*What to do:* Could you retype the material below word for word, from the line with "man's black shoe." up to and including the line with "[454,332,740,798]"?
## Begin
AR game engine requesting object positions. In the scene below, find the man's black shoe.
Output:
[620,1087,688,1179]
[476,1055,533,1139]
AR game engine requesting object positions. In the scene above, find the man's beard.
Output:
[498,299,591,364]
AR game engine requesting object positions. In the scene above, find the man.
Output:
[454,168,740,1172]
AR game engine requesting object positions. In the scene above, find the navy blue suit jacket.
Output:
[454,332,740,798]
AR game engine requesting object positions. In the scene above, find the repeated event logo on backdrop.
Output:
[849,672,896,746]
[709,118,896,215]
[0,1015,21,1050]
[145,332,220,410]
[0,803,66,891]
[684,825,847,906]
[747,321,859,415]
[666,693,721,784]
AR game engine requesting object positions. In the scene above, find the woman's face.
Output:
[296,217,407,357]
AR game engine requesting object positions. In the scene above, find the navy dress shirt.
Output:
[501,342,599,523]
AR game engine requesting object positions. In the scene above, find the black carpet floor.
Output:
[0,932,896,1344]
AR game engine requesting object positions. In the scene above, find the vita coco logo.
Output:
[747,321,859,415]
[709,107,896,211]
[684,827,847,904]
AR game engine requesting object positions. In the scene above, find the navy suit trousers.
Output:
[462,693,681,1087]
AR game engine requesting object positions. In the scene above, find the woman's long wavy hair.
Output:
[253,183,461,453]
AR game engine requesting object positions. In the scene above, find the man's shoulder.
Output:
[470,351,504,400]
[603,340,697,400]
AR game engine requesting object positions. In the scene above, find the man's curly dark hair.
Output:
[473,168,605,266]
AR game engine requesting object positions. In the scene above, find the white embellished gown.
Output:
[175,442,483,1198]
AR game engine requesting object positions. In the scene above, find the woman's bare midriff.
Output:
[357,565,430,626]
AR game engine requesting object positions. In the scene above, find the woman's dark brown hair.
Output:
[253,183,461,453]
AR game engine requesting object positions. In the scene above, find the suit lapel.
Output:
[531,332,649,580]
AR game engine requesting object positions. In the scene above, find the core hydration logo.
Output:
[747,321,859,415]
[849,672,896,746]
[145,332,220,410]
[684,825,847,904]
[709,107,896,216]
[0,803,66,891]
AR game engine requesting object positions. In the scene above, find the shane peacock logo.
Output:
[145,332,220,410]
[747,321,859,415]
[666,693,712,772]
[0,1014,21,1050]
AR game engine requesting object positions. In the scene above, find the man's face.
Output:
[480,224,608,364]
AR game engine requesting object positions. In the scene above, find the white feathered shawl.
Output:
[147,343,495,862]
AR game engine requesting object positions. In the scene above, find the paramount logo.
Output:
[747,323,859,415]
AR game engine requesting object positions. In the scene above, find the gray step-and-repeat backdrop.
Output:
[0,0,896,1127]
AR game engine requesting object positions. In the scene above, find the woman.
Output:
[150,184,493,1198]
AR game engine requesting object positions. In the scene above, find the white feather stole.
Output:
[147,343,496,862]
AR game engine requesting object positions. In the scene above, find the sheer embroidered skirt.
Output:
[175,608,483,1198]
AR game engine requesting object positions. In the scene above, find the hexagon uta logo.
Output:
## End
## Begin
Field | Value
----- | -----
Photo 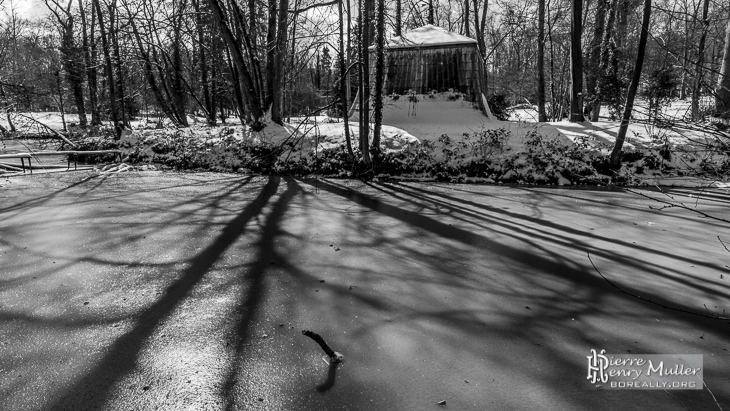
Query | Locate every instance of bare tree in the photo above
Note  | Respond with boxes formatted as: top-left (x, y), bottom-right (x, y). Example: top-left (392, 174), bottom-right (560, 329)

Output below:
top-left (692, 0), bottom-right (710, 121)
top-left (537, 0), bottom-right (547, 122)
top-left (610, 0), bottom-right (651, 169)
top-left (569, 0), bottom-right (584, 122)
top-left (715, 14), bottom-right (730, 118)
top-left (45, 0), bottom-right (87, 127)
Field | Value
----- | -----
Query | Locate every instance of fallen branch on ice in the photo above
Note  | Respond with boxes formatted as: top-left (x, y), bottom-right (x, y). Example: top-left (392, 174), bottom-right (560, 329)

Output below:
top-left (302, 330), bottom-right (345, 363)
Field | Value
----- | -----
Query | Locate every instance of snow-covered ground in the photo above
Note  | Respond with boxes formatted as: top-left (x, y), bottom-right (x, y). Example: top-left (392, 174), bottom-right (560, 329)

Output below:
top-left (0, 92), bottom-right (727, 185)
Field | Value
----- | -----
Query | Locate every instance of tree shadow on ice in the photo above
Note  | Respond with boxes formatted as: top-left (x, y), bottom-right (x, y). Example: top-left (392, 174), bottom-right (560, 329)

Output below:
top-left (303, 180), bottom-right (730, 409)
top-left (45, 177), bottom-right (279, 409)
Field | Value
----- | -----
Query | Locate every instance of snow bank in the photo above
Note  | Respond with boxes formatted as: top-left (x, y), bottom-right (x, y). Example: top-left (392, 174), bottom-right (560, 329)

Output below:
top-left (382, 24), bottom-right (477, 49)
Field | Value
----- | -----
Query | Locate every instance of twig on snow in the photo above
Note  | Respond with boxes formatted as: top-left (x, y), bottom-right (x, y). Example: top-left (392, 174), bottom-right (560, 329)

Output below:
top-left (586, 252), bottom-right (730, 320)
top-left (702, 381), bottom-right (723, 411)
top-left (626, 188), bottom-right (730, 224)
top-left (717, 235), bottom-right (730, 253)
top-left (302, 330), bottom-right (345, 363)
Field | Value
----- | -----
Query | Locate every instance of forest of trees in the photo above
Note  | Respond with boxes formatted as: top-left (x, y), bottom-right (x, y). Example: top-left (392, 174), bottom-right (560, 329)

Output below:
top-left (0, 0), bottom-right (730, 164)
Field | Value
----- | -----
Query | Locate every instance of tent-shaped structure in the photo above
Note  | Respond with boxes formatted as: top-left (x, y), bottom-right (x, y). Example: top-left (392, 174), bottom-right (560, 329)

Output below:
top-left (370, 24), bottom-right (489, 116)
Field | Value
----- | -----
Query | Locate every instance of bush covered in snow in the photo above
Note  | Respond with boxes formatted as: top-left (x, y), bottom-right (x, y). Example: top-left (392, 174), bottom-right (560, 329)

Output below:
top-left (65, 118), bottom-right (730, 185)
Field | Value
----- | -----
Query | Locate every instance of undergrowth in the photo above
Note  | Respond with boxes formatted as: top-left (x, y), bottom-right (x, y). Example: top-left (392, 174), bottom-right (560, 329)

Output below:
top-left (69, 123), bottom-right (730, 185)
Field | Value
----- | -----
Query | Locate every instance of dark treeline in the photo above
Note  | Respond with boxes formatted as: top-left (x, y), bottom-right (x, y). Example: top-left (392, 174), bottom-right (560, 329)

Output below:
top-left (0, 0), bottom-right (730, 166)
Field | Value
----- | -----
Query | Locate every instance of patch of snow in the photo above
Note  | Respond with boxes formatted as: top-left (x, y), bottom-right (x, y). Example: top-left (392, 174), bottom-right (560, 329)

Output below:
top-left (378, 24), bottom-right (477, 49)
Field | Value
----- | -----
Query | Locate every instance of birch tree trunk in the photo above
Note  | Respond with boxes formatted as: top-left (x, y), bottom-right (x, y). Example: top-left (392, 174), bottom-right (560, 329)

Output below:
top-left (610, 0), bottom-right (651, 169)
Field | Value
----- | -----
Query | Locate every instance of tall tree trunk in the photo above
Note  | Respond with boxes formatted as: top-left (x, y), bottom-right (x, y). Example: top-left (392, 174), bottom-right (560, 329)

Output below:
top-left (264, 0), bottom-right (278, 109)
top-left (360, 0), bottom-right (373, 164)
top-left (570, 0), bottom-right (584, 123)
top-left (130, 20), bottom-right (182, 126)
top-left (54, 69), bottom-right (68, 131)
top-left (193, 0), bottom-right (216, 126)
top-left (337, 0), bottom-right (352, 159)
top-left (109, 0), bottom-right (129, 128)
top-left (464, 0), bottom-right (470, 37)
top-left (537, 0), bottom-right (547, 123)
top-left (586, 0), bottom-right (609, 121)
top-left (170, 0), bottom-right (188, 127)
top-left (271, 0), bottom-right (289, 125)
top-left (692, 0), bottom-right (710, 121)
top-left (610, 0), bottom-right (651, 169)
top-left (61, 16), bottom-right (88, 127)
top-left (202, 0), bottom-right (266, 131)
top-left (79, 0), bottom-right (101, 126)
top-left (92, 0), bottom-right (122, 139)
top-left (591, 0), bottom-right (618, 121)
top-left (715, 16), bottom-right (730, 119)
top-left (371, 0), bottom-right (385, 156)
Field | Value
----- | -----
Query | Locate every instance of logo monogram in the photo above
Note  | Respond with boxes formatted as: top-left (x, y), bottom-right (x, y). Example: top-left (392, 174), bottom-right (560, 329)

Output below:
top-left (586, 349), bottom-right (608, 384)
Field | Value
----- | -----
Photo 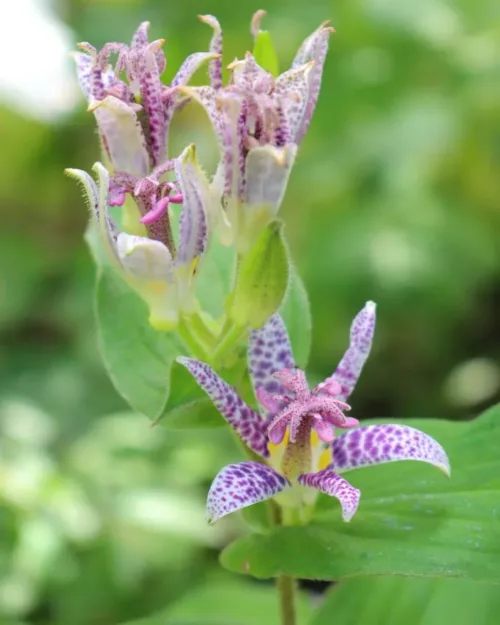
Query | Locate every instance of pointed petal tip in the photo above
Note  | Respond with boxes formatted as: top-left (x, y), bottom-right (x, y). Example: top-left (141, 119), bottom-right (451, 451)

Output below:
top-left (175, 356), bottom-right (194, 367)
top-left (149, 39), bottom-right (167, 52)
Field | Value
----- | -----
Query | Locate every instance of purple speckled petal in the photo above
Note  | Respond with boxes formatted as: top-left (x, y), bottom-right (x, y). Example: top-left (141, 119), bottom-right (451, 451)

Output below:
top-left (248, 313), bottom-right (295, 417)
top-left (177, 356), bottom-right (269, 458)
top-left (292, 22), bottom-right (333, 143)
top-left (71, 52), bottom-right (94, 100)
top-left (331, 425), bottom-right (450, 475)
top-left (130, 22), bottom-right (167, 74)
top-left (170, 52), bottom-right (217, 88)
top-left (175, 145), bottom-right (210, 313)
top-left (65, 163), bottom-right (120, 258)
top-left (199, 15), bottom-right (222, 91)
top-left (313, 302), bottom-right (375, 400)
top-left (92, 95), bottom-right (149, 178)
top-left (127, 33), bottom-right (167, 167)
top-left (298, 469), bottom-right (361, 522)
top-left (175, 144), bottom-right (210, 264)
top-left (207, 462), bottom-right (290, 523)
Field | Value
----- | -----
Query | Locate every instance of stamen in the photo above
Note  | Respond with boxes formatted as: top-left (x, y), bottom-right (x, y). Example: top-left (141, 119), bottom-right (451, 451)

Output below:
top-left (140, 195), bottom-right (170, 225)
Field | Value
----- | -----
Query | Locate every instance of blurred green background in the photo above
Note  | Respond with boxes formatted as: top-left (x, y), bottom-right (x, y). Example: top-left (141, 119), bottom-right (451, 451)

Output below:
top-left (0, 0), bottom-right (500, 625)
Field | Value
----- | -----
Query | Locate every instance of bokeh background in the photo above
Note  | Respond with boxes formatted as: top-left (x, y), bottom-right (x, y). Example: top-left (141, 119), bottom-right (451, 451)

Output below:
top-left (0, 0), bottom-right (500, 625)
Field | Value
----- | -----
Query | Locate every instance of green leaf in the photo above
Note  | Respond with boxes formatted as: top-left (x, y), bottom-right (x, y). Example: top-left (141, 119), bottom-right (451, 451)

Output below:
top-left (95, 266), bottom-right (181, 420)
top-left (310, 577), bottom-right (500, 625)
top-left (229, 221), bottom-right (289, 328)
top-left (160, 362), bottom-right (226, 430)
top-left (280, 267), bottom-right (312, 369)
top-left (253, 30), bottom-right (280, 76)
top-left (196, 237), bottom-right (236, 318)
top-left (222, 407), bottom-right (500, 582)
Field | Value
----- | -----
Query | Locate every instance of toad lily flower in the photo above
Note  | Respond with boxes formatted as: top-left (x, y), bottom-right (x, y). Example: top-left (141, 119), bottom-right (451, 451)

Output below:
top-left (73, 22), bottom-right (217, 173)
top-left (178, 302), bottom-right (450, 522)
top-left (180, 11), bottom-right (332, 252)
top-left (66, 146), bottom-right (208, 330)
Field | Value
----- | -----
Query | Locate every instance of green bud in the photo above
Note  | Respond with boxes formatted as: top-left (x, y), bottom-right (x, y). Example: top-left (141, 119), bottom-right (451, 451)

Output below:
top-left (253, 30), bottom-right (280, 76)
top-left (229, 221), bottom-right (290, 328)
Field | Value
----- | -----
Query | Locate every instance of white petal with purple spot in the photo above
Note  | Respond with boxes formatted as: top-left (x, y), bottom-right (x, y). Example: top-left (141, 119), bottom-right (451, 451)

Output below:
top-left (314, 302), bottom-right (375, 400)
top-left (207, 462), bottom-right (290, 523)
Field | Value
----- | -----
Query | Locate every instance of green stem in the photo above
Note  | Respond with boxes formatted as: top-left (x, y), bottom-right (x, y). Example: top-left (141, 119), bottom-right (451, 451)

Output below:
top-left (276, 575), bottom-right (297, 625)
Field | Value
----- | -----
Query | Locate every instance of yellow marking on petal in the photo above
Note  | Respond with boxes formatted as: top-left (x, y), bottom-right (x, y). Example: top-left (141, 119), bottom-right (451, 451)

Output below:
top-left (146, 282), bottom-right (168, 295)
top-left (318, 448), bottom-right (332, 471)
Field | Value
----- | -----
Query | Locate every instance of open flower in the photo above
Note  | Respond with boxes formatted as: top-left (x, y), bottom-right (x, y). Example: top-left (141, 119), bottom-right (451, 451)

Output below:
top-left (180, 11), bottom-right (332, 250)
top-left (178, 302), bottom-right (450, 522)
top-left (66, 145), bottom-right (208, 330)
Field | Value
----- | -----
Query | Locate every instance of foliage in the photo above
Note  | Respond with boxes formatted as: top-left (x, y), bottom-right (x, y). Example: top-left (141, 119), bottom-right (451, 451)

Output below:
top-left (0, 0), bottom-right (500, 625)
## End
*The solution:*
AR game engine requesting object positions. In the scene below, find the man's black shoe.
Output:
[620,1087,688,1179]
[476,1055,533,1139]
AR game engine requesting object positions. In the scene above, find the man's beard.
Output:
[498,299,591,364]
AR game engine requesting object positions. In the scene above, find the man.
Output:
[454,168,740,1172]
AR game engine requesting object positions. In the scene above, find the navy blue suit jacket.
Output:
[454,332,740,798]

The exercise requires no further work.